• _ASSIGNED TASK_
Set down the material again. Keep every line exactly as it is.
[[ DATA SUPPLIED open ]]
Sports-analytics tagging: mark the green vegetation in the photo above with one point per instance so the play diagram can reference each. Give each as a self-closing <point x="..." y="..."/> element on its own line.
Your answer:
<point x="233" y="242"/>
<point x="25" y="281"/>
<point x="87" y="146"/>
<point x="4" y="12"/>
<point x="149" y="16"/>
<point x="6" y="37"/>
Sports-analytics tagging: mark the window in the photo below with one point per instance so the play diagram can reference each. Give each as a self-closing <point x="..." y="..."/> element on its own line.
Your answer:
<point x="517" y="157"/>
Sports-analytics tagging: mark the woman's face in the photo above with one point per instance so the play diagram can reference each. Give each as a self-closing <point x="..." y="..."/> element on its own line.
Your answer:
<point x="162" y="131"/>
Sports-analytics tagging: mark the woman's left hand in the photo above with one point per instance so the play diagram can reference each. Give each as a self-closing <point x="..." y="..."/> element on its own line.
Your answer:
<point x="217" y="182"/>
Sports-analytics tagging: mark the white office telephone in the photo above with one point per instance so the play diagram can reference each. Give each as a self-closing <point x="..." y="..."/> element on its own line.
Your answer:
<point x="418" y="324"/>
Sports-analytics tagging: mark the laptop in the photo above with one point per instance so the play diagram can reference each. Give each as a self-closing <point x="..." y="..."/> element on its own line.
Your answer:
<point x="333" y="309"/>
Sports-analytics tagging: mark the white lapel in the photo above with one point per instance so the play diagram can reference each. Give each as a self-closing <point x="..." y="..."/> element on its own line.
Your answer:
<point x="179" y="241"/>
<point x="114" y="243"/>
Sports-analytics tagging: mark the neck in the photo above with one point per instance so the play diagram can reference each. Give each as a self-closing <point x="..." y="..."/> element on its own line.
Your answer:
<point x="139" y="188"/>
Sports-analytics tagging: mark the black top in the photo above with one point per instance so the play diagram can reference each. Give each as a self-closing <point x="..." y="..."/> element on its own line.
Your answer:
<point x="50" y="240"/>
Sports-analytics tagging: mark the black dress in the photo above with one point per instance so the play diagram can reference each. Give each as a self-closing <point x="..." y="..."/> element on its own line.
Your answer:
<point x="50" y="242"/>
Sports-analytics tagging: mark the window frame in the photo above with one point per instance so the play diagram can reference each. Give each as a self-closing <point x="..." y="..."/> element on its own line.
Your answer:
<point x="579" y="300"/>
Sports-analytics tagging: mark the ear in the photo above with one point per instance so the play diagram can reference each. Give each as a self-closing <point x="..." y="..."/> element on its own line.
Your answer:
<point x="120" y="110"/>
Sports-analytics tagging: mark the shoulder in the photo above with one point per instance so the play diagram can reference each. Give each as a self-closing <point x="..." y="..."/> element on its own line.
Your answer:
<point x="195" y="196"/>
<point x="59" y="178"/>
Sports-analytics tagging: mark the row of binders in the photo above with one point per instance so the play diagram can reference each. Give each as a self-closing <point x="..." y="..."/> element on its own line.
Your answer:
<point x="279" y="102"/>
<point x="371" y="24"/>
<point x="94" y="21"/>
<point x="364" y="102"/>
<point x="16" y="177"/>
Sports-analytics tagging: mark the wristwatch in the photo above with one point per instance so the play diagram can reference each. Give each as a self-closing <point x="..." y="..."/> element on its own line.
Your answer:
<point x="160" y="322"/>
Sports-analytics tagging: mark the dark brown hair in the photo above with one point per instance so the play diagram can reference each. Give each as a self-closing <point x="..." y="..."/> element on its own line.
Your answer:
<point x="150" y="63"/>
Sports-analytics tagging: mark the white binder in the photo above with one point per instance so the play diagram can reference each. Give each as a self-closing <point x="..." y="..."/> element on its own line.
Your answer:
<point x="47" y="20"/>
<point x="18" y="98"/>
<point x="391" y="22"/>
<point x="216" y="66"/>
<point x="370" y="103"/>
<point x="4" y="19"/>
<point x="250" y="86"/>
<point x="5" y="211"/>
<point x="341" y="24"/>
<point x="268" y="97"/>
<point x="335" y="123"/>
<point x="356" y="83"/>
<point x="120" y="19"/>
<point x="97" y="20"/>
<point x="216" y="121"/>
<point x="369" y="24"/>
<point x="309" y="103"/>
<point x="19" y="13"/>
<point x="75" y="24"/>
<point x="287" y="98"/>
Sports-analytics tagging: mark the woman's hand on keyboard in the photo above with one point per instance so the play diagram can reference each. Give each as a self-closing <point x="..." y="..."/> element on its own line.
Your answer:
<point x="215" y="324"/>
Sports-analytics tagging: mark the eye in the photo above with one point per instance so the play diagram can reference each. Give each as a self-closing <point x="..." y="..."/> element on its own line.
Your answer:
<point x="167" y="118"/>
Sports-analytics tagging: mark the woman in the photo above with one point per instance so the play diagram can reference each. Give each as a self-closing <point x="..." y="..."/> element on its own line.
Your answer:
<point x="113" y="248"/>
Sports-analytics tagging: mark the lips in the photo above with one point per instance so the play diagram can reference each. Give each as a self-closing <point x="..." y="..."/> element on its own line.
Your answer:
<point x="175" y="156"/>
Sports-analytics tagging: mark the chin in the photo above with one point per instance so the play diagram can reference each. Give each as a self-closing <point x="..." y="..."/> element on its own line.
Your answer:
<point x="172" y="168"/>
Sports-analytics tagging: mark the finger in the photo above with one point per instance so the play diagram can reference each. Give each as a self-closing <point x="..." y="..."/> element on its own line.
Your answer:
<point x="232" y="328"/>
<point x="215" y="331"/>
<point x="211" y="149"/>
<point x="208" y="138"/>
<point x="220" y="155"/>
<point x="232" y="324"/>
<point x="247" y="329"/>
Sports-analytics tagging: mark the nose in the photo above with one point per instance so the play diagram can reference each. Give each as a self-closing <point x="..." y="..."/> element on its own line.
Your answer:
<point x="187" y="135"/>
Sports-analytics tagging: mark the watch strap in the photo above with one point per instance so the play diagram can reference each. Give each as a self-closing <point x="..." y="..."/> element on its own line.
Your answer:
[[ DATA SUPPLIED closed ]]
• _REPLY_
Sports-analytics tagging: mark the green vegetation in the photo above with one point per instance so the play diagram can reference each. Give each as a self-closing <point x="..." y="..."/> element on its own line.
Your answer:
<point x="233" y="242"/>
<point x="25" y="281"/>
<point x="87" y="146"/>
<point x="4" y="12"/>
<point x="149" y="16"/>
<point x="6" y="37"/>
Sports-analytics tagging: mark the window in the photo below with one point per instance so the play diagram can reference each. Give each as a self-closing <point x="..." y="..."/> element on its own line.
Your answer:
<point x="517" y="157"/>
Sports-analytics tagging: mark the woman's face in the photo above with one point per instance so the play diagram can reference each. Give each as a self-closing <point x="..." y="..."/> element on its own line.
Your answer:
<point x="162" y="131"/>
Sports-analytics tagging: mark the woman's left hand in the photo above with one point per instance so the play diagram can reference each. Give each as a self-closing <point x="..." y="..."/> element on its own line.
Your answer:
<point x="217" y="182"/>
Sports-analytics tagging: mark the white office telephone in the photo above with one point per instance so the play diagram can reference each. Give each as a self-closing <point x="..." y="..."/> element on its own line.
Your answer:
<point x="418" y="324"/>
Sports-analytics tagging: mark the laptop in the photo above with one point per instance so the play diagram can reference each. Give each as a self-closing <point x="..." y="..."/> element on its own line.
Your answer:
<point x="333" y="309"/>
Sports-analytics tagging: mark the white lapel in the photo above with one point per instance so the play diagram can reference each. Give each as a self-closing <point x="..." y="..."/> element on its own line.
Your answer:
<point x="179" y="241"/>
<point x="114" y="243"/>
Sports-analytics tagging: mark the neck in the photo above with one point per instance so the play diagram can reference each. Give each as a self-closing <point x="..." y="..."/> element on its own line.
Your answer:
<point x="139" y="188"/>
Sports-analytics tagging: mark the black top in the photo above with one point per instance so the play diagram can reference each. Give each as a self-closing <point x="..." y="..."/> element on its own line.
Your answer:
<point x="50" y="240"/>
Sports-analytics tagging: mark the black dress in the photo above with one point per instance so the play diagram can reference each. Give each as a self-closing <point x="..." y="..."/> element on its own line.
Your answer:
<point x="50" y="242"/>
Sports-analytics tagging: mark the window frame in the photo above with one point per instance so the play diagram can reference each. Give each as a self-closing <point x="..." y="..."/> element on its own line.
Your answer:
<point x="579" y="300"/>
Sports-analytics tagging: mark the ear in the photo above with one point per instance so the play diagram can reference each. Give each as a self-closing <point x="..." y="..."/> element on its own line.
Your answer:
<point x="120" y="110"/>
Sports-analytics tagging: mark the shoulder in the photo above with one point per instance so the play diagram can reference each. Give each as a self-closing <point x="..." y="..."/> element on its own line.
Your answer:
<point x="195" y="196"/>
<point x="59" y="178"/>
Sports-analytics tagging: mark the row of binders in the photo above with one point per instance so the play diagram can reference each. Give each as a self-closing <point x="..." y="..."/> element on its own line.
Your answer:
<point x="279" y="102"/>
<point x="371" y="24"/>
<point x="94" y="21"/>
<point x="364" y="102"/>
<point x="16" y="177"/>
Sports-analytics tagging: mark the wristwatch in the photo above with one point per instance so the play diagram can reference each. Give each as a self-closing <point x="..." y="..."/> element on its own line.
Your answer:
<point x="160" y="322"/>
Sports-analytics tagging: mark the dark brown hair in the photo above with one point per instance so the play diagram can reference each. Give each as a self-closing <point x="..." y="..."/> element on its own line.
Your answer:
<point x="150" y="63"/>
Sports-analytics tagging: mark the white binder in the photo above with one point per instance so the play diagram can reference each. Give each as a self-closing <point x="..." y="..."/> element on its own line.
Your answer:
<point x="47" y="20"/>
<point x="18" y="98"/>
<point x="391" y="22"/>
<point x="216" y="66"/>
<point x="370" y="103"/>
<point x="4" y="19"/>
<point x="250" y="86"/>
<point x="5" y="211"/>
<point x="341" y="24"/>
<point x="268" y="97"/>
<point x="335" y="123"/>
<point x="356" y="83"/>
<point x="120" y="19"/>
<point x="97" y="20"/>
<point x="216" y="121"/>
<point x="369" y="24"/>
<point x="309" y="103"/>
<point x="19" y="13"/>
<point x="75" y="24"/>
<point x="287" y="98"/>
Sports-analytics tagging: mark the woman's hand on keyboard in the photo above with one point per instance so the play diagram can reference each. Give each as a self-closing <point x="..." y="..."/> element on its own line.
Your answer:
<point x="215" y="324"/>
Sports-analytics tagging: mark the eye in the photo above with one point per instance so the play diagram can reference each. Give each as a self-closing <point x="..." y="..."/> element on its own line.
Your answer:
<point x="167" y="118"/>
Sports-analytics tagging: mark the woman in the photo above with one point per instance so the play diagram can reference each. Give each as a self-closing <point x="..." y="..."/> element on its own line.
Your answer:
<point x="113" y="248"/>
Sports-analytics tagging: mark the lips in the photo above with one point per instance so the play diagram can reference each. Give each as a self-closing <point x="..." y="..."/> element on its own line.
Your answer:
<point x="175" y="156"/>
Sports-analytics tagging: mark the chin in the photo above with one point per instance so the play diagram can reference each. Give each as a self-closing <point x="..." y="..."/> element on its own line.
Your answer:
<point x="172" y="168"/>
Sports-analytics tagging: mark the finger in the photo above with one point per instance so the play diagram can reference each. Give each as a self-closing <point x="..." y="..."/> element on its own line.
Your answer:
<point x="232" y="328"/>
<point x="215" y="331"/>
<point x="211" y="149"/>
<point x="208" y="138"/>
<point x="220" y="155"/>
<point x="232" y="324"/>
<point x="247" y="329"/>
Sports-analytics tagging: mark the nose in the photo above with one point per instance so the play diagram can reference each. Give each as a self-closing <point x="..." y="..."/> element on its own line.
Your answer:
<point x="187" y="135"/>
Sports-analytics tagging: mark the watch strap in the photo above with one point per instance so the play diagram can reference each. Give each as a self-closing <point x="..." y="..."/> element on its own line.
Your answer:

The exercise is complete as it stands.